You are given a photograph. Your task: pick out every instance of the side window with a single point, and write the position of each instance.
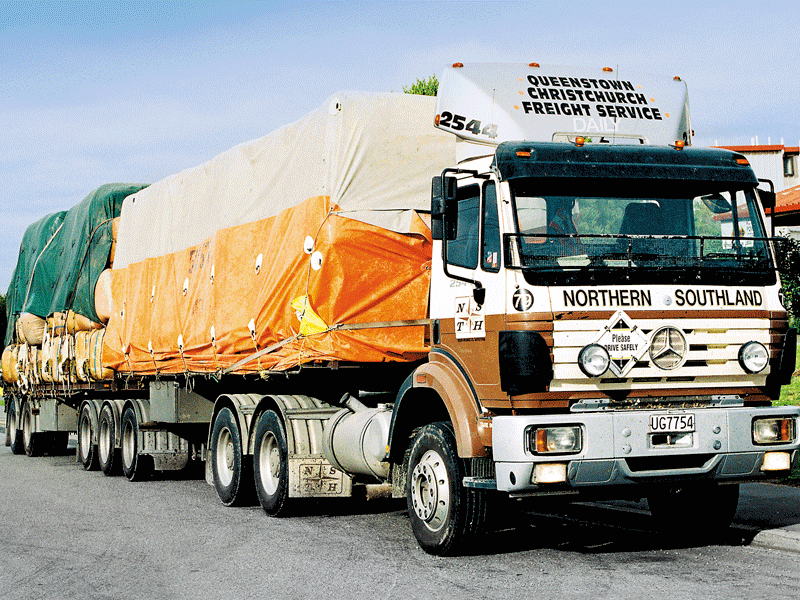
(490, 254)
(463, 251)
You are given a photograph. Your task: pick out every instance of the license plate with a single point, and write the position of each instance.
(664, 423)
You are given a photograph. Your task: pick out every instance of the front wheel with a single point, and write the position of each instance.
(271, 464)
(87, 448)
(14, 433)
(135, 465)
(108, 453)
(443, 514)
(227, 461)
(30, 439)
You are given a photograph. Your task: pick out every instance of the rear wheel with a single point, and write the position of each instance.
(227, 461)
(699, 509)
(136, 466)
(443, 514)
(87, 449)
(271, 464)
(108, 453)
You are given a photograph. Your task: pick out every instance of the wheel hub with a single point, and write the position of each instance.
(430, 490)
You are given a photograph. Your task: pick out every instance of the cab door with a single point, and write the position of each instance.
(471, 323)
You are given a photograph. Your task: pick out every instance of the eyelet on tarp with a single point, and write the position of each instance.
(316, 260)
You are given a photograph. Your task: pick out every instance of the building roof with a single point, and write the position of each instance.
(764, 148)
(788, 201)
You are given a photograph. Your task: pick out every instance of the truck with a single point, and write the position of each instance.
(530, 286)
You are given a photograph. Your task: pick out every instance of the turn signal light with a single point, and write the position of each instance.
(773, 431)
(556, 440)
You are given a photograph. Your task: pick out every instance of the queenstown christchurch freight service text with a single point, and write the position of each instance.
(578, 96)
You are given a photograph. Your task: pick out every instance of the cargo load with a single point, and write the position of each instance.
(296, 247)
(61, 258)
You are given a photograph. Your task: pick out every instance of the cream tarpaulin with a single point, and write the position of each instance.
(284, 241)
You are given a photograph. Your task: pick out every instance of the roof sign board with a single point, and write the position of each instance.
(492, 103)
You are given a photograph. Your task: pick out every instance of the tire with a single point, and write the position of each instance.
(701, 509)
(86, 449)
(136, 466)
(271, 465)
(228, 468)
(8, 424)
(30, 439)
(12, 426)
(108, 454)
(444, 515)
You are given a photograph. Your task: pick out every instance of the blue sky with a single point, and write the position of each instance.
(99, 92)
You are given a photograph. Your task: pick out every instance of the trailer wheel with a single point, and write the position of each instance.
(14, 433)
(8, 424)
(443, 513)
(136, 466)
(87, 451)
(701, 509)
(30, 439)
(227, 461)
(108, 453)
(271, 464)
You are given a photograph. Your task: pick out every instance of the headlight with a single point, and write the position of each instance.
(773, 431)
(594, 360)
(753, 357)
(555, 440)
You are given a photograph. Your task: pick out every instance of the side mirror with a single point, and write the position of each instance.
(444, 208)
(767, 199)
(717, 204)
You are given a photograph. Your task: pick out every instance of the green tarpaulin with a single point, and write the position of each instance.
(62, 255)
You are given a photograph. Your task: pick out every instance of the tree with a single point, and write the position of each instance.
(423, 87)
(788, 258)
(3, 322)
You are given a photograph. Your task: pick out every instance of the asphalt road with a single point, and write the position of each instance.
(66, 533)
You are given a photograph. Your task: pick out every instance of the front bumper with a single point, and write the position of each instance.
(619, 449)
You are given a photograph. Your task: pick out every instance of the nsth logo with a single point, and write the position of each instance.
(469, 319)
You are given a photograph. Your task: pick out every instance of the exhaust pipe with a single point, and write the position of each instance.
(356, 437)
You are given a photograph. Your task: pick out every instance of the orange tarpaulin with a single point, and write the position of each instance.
(166, 307)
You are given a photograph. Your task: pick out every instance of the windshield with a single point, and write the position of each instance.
(679, 237)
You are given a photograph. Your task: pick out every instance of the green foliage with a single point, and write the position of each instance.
(788, 257)
(423, 87)
(3, 320)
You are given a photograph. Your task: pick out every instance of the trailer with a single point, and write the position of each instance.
(532, 285)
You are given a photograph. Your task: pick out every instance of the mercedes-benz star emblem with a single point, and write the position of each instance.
(668, 348)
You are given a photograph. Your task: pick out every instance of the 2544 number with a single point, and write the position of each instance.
(460, 123)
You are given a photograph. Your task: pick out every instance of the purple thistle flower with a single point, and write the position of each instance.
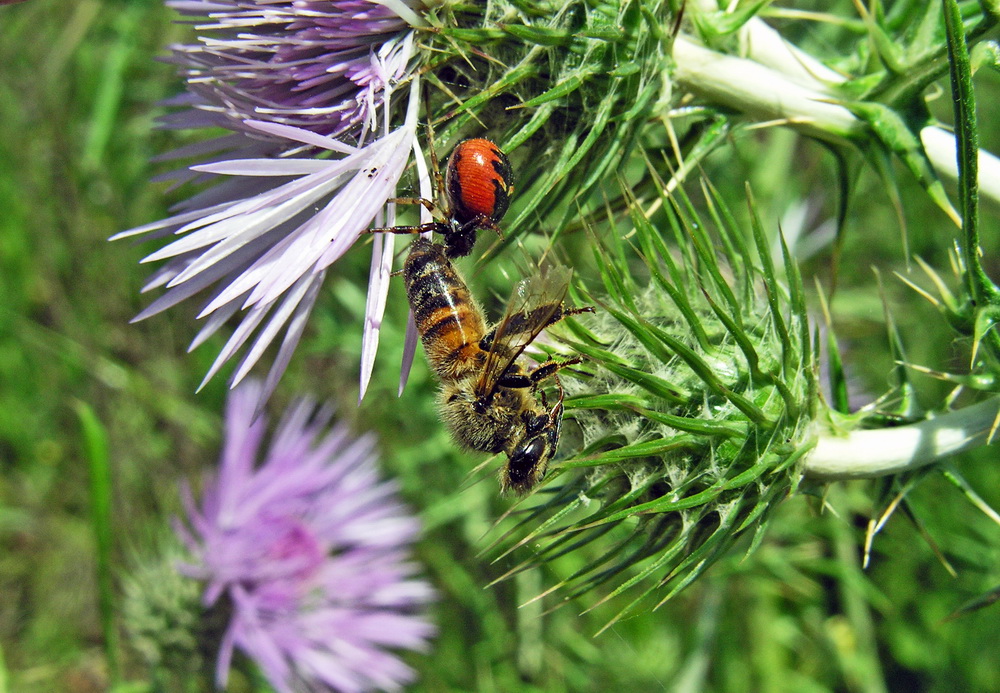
(311, 551)
(287, 78)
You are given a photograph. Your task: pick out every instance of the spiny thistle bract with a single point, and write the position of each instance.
(698, 400)
(572, 82)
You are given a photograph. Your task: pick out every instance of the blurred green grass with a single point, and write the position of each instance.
(78, 85)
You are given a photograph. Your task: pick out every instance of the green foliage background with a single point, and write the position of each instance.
(77, 84)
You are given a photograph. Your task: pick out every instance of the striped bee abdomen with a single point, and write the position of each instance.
(448, 319)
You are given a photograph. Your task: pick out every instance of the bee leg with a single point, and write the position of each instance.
(549, 370)
(521, 322)
(515, 377)
(483, 223)
(430, 226)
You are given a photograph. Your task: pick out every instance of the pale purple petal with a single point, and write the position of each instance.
(302, 86)
(311, 551)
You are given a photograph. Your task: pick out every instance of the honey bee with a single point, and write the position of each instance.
(488, 401)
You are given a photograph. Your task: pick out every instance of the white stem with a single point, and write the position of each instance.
(778, 81)
(748, 86)
(875, 453)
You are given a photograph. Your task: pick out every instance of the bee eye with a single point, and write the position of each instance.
(526, 457)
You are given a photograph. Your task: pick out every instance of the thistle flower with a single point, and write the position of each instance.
(293, 81)
(309, 552)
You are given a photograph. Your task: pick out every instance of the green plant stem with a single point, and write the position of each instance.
(867, 454)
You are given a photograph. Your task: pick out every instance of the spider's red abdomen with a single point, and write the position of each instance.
(478, 181)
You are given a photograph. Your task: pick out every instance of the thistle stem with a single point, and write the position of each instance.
(868, 454)
(778, 81)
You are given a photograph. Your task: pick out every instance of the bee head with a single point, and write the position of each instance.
(527, 464)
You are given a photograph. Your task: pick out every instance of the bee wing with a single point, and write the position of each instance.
(529, 311)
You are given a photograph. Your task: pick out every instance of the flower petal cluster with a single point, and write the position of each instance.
(318, 65)
(310, 550)
(306, 89)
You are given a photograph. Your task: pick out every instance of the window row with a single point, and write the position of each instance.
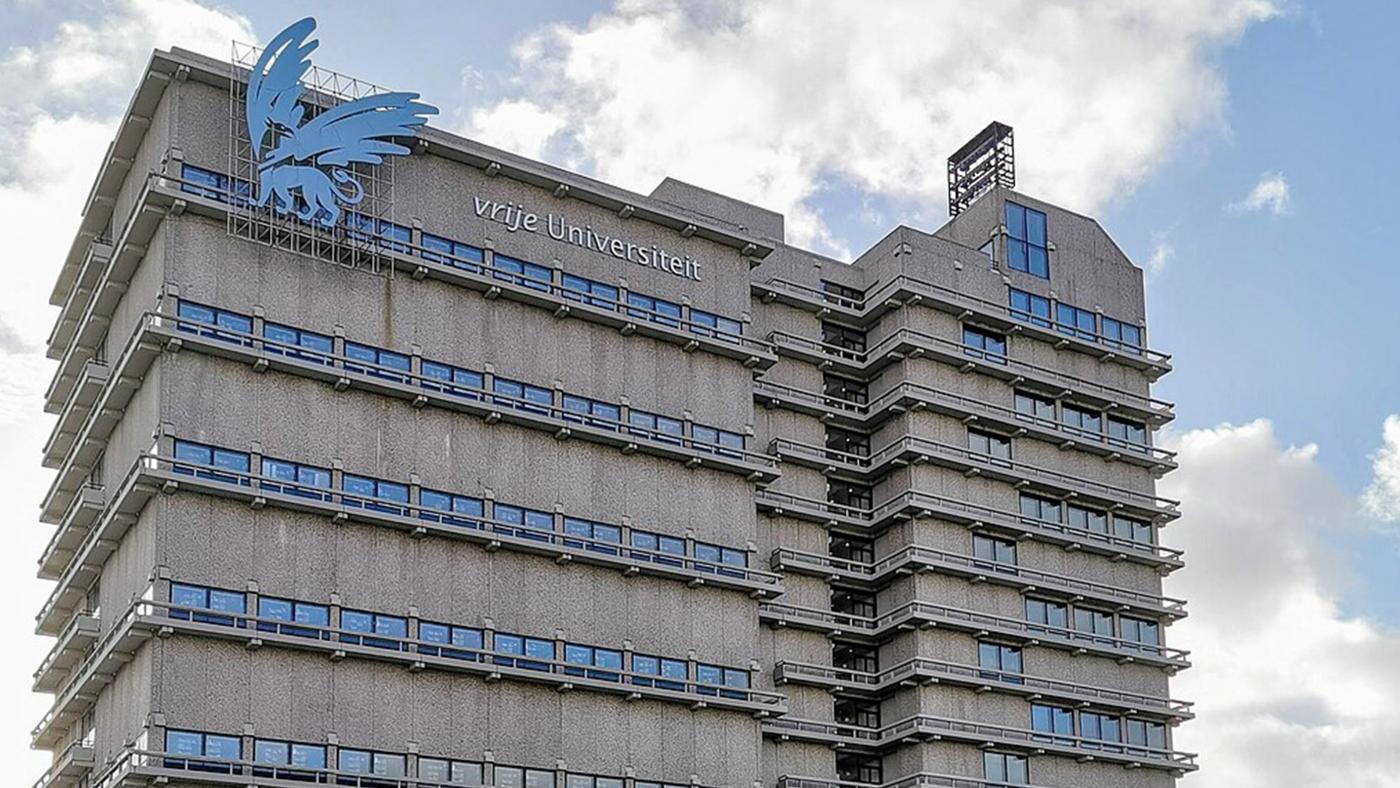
(276, 759)
(457, 381)
(1081, 420)
(472, 644)
(1092, 622)
(447, 251)
(1073, 321)
(1098, 727)
(1082, 518)
(450, 508)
================
• DIRECTIONS FOR THIS TASK: Format all of the material above as a Markdown table with the columns Row and Material line, one numbered row per line and blank lines omitted. Leave the pictures out.

• ANSWER TO THIS EXERCISE:
| Row | Material line |
|---|---|
| 1 | You are given a photograph. Your task: pick out every instance of the side window with a single point, and write the position of each instance. |
| 2 | (490, 254) |
| 3 | (463, 251) |
| 4 | You are given a photograph. Your task: pick out every instance of the license plate with a single point, and write the position of each instance. |
| 5 | (664, 423) |
| 6 | You are given a photograph. Your task: pick out every instance of the front wheel with a single point, and write the position of each instance. |
| 7 | (271, 464) |
| 8 | (87, 448) |
| 9 | (14, 433) |
| 10 | (135, 465) |
| 11 | (108, 453) |
| 12 | (443, 514) |
| 13 | (227, 461) |
| 14 | (30, 439) |
| 15 | You are given a photograph. Your task: pick out every instance of the rear wheel with a single point, and write the position of each instance. |
| 16 | (227, 461) |
| 17 | (699, 509) |
| 18 | (136, 466) |
| 19 | (443, 514) |
| 20 | (87, 449) |
| 21 | (271, 464) |
| 22 | (108, 453) |
| 23 | You are given a photograph. Your task: pick out every instance of the wheel hub with a single point, and write the position of each instance. |
| 24 | (430, 490) |
| 25 | You are given a photograph. Your task: pick out every instance of the cab door with a single point, and write the position of each instance. |
| 26 | (471, 323) |
| 27 | You are given a photograph. Your task: pick out every instance of the eyelet on tarp with a single point, and write the position of each instance. |
| 28 | (316, 260) |
| 29 | You are given a photograph. Your task: pick out every instance of the building roof with a single point, and write the position of each instance. |
| 30 | (764, 148) |
| 31 | (788, 201) |
| 32 | You are given a photograph. Your task: pick out every instance of the truck with a single point, and write the position of each instance. |
| 33 | (530, 286) |
| 34 | You are given a photograph. Your task: pick out every instance of the turn signal light with a single point, and write the position of each instance. |
| 35 | (773, 431) |
| 36 | (556, 440) |
| 37 | You are given a photograph. Your task: pick out every instance of the queenstown christchurch freight service text with a single point, and write the position of each instance. |
| 38 | (578, 96) |
| 39 | You are given a photograph. Your task: pick out every instance of the cargo load with a single point, and write the position of each instance. |
| 40 | (296, 247) |
| 41 | (61, 258) |
| 42 | You are given a photograph. Your task: pick out every instance of the cream tarpaulin with a single point, and write the position of each instance. |
| 43 | (284, 241) |
| 44 | You are given a photograph. Your task: pick out every instance of the roof sign board with a single point, and write the position of each instance. |
| 45 | (492, 103) |
| 46 | You are given a photograph. Your task: pick out every instance of the tire with a single point, and write the position of each instance. |
| 47 | (701, 509) |
| 48 | (86, 449) |
| 49 | (136, 466) |
| 50 | (271, 465) |
| 51 | (228, 468) |
| 52 | (8, 424) |
| 53 | (30, 439) |
| 54 | (12, 426) |
| 55 | (108, 454) |
| 56 | (444, 515) |
| 57 | You are given a photograph. Your task: pick out every instance of the blue sky with a single point, and write the position of each instance. |
| 58 | (99, 92) |
| 59 | You are given a photograph. Your task: pick out every instance of the trailer wheel with a single point, and write the position of each instance. |
| 60 | (14, 433) |
| 61 | (8, 424) |
| 62 | (443, 513) |
| 63 | (136, 466) |
| 64 | (87, 451) |
| 65 | (701, 509) |
| 66 | (30, 439) |
| 67 | (227, 461) |
| 68 | (108, 453) |
| 69 | (271, 464) |
| 70 | You are given a photograph. Your task: pick out every instance of the headlight with a single point, and write the position of each instance. |
| 71 | (773, 431) |
| 72 | (594, 360) |
| 73 | (753, 357) |
| 74 | (555, 440) |
| 75 | You are given a photograph. Your task: pick out every instance of the side mirror with a single point, and write the position of each instance. |
| 76 | (444, 208) |
| 77 | (767, 199) |
| 78 | (717, 204) |
| 79 | You are given a photograph. Your task: pick out every instance of the green tarpaulin with a single point, and write the position of each instance. |
| 80 | (62, 255) |
| 81 | You are given a photograph. Your task: pick out every instance of the tree with a single point, and write the position of each instance. |
| 82 | (423, 87) |
| 83 | (788, 258) |
| 84 | (3, 322) |
| 85 | You are given a photograph. Your task: pick out every instance of the asphalt road with a single point, and write the position of each instance. |
| 86 | (66, 533) |
| 87 | You are given a photograph. Your task: pick out every instance of the front bumper with a single point, and write the position of each instance. |
| 88 | (619, 449) |
| 89 | You are given a photograph. Your task: pick out every instance of the nsth logo with a single point, and write the position of each instance. |
| 90 | (469, 319) |
| 91 | You are given a photograph. Your task: pick out every instance of the exhaust pipe with a single point, and write the position of each instance. |
| 92 | (356, 437) |
| 93 | You are given a photograph. Your task: pick out every instance of the orange tarpaulin with a single point, and write the position of each instance. |
| 94 | (166, 307) |
| 95 | You are given a photograph. Your task: pick out every instance of the windshield with a single point, and write the position of each instance. |
| 96 | (679, 237) |
| 97 | You are given a photograph. Your task: pick out every instance of the green foliage with a single point, and write the position of each instance. |
| 98 | (788, 257) |
| 99 | (423, 87) |
| 100 | (3, 320) |
| 101 | You are given a photograph. Your task: pick out every instance of the trailer with a single point, and write the position of each instance. |
| 102 | (532, 285) |
| 103 | You are given a photograph. Your task: pick out every instance of the mercedes-benz star emblem with a single point, and write the position of each instance. |
| 104 | (668, 348) |
| 105 | You are given a photograph. Your task: pick out every instance of the 2544 number with a single point, and write the position of each instance. |
| 106 | (460, 123) |
| 107 | You are given a photograph. Your task: pick out every instance of the purple thistle flower with a single point, and write the position of each instance. |
| 108 | (311, 551) |
| 109 | (287, 78) |
| 110 | You are given a photograph. Your task: pick out every instance of the spiny thistle bract with a single point, and write the position of each instance. |
| 111 | (698, 400) |
| 112 | (572, 82) |
| 113 | You are given a photograph. Your task: pick out every instance of the blurred green grass with a single point, and write the position of each instance. |
| 114 | (78, 85) |
| 115 | You are given a photograph. Your task: pick out every instance of the green foliage background with a single point, and write the position of each instance. |
| 116 | (77, 84) |
| 117 | You are given a photograph. Your task: pick out every instance of the striped bee abdomen with a single point, and write the position of each instance. |
| 118 | (448, 319) |
| 119 | You are given a photograph. Your task: pick out every instance of the bee leg with a single point, and write the position of each instance. |
| 120 | (549, 370) |
| 121 | (521, 322) |
| 122 | (515, 377) |
| 123 | (483, 223) |
| 124 | (430, 226) |
| 125 | You are given a photograph. Your task: pick out every instance of the pale purple petal with a single point, and write the position of each instance. |
| 126 | (302, 86) |
| 127 | (311, 551) |
| 128 | You are given a photograph. Your task: pick out every instance of the honey bee with a single point, and write the position of each instance. |
| 129 | (488, 401) |
| 130 | You are given a photograph. Your task: pick out every instance of the white stem with a single point, and write the position of each instance. |
| 131 | (778, 81) |
| 132 | (748, 86) |
| 133 | (875, 453) |
| 134 | You are given a photograph. Your task: pick out every instance of the bee eye with a single point, and write the position of each instance. |
| 135 | (526, 457) |
| 136 | You are given a photograph. Your task: pick out every instance of the thistle flower with a single point, and write the position of each instance. |
| 137 | (293, 81) |
| 138 | (309, 552) |
| 139 | You are given a photograph. Your task: pick out every instance of the green plant stem with a single point, and write the position of each instance. |
| 140 | (867, 454) |
| 141 | You are given a photograph. Your task: pick out every instance of the spider's red abdomen with a single point, and write the position of each instance. |
| 142 | (478, 181) |
| 143 | You are given a photograph. Your task: pick out every instance of the thistle stem with a single point, and write the position of each instance. |
| 144 | (868, 454) |
| 145 | (778, 81) |
| 146 | You are given a photograph. Your task: pick out every instance of the bee head with a single point, and write the position of each instance. |
| 147 | (527, 464) |
| 148 | You are given a photograph. Your task: pick out every instance of the bee wing with a single point, and write the position of each instance. |
| 149 | (529, 311) |
| 150 | You are given a photograph. Your task: pick out every instance of the flower petal cluster with a single point, and write the position of each instance. |
| 151 | (318, 65) |
| 152 | (310, 550) |
| 153 | (306, 89) |
| 154 | You are given a photograph. Your task: pick out every instance of the window row with a single point, and write the position of each instance. |
| 155 | (276, 759) |
| 156 | (457, 381) |
| 157 | (1081, 420) |
| 158 | (472, 644) |
| 159 | (1092, 622) |
| 160 | (447, 251) |
| 161 | (1073, 321) |
| 162 | (1098, 727) |
| 163 | (1082, 518) |
| 164 | (450, 508) |